• [TASK OBJECTIVE] Can you repeat each of the items below with "accessibility audit" swapped for "safety inspection" and every other word left unchanged?

• [MATERIAL FOR THIS TASK]
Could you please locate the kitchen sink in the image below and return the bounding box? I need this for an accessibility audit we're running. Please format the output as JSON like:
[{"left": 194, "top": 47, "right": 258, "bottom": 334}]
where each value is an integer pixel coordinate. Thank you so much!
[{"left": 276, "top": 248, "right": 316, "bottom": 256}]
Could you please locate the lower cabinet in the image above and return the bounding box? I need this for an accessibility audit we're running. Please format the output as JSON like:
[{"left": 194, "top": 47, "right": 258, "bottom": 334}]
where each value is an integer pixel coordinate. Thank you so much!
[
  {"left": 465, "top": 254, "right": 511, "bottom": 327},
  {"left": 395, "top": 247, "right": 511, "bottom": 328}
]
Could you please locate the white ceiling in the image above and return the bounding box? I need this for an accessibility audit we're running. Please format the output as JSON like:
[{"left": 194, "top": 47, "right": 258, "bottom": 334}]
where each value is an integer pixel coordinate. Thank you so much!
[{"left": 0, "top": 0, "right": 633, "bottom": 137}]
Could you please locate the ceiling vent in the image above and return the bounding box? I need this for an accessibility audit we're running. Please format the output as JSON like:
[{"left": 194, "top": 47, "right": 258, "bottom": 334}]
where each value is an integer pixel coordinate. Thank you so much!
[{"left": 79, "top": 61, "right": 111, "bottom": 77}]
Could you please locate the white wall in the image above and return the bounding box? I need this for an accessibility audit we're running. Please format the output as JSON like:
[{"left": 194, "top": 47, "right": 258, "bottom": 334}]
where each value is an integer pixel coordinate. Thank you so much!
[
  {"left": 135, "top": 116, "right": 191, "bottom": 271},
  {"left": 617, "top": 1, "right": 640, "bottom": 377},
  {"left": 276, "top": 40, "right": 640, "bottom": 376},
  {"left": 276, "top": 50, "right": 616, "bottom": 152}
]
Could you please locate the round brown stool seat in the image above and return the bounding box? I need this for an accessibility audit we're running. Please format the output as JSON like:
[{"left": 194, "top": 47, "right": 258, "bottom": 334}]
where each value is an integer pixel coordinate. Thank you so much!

• [EXERCISE RESULT]
Could you please locate the kitchen sink in the image below and return the bounding box? I need this for an safety inspection we're running. Please format the output as JSON like:
[{"left": 194, "top": 47, "right": 258, "bottom": 334}]
where each value is an integer pixel coordinate. Thank you so much!
[{"left": 276, "top": 248, "right": 316, "bottom": 256}]
Could you please locate the lower cabinet in the image above and return the bounding box? I need this for an safety inspection we're running. Please format the output as JSON like:
[{"left": 194, "top": 47, "right": 258, "bottom": 334}]
where each value is an integer pixel coordinate. Thank you so much!
[
  {"left": 465, "top": 254, "right": 511, "bottom": 327},
  {"left": 395, "top": 247, "right": 511, "bottom": 328}
]
Could you please locate the white ceiling in the image above and return the bounding box? I need this for an safety inspection we're running. Please format the output as JSON like:
[{"left": 194, "top": 47, "right": 258, "bottom": 334}]
where each value is an integer pixel coordinate. Thank you so much!
[{"left": 0, "top": 0, "right": 633, "bottom": 137}]
Could you please locate the ceiling vent in the image above and return the bounding box? I need this for an safety inspection we're running. Please format the output as JSON like:
[{"left": 194, "top": 47, "right": 258, "bottom": 334}]
where each value is an integer pixel coordinate. Thank you so much!
[{"left": 79, "top": 61, "right": 111, "bottom": 77}]
Could you please locate the white wall in the image above and return the bounding box? I need this for an safety inspection we're running. Please format the output as JSON like:
[{"left": 194, "top": 47, "right": 258, "bottom": 334}]
where each value is an integer pixel coordinate. Thank you so much!
[
  {"left": 135, "top": 116, "right": 191, "bottom": 271},
  {"left": 617, "top": 1, "right": 640, "bottom": 377},
  {"left": 276, "top": 40, "right": 640, "bottom": 376},
  {"left": 276, "top": 50, "right": 616, "bottom": 152}
]
Could you please locate the round brown stool seat in the image above and return the bounding box? I need this for an safety inspection we're running. Please format the output as JSON like:
[{"left": 194, "top": 47, "right": 258, "bottom": 334}]
where each value is an integer pixel coordinate. Thank you so much!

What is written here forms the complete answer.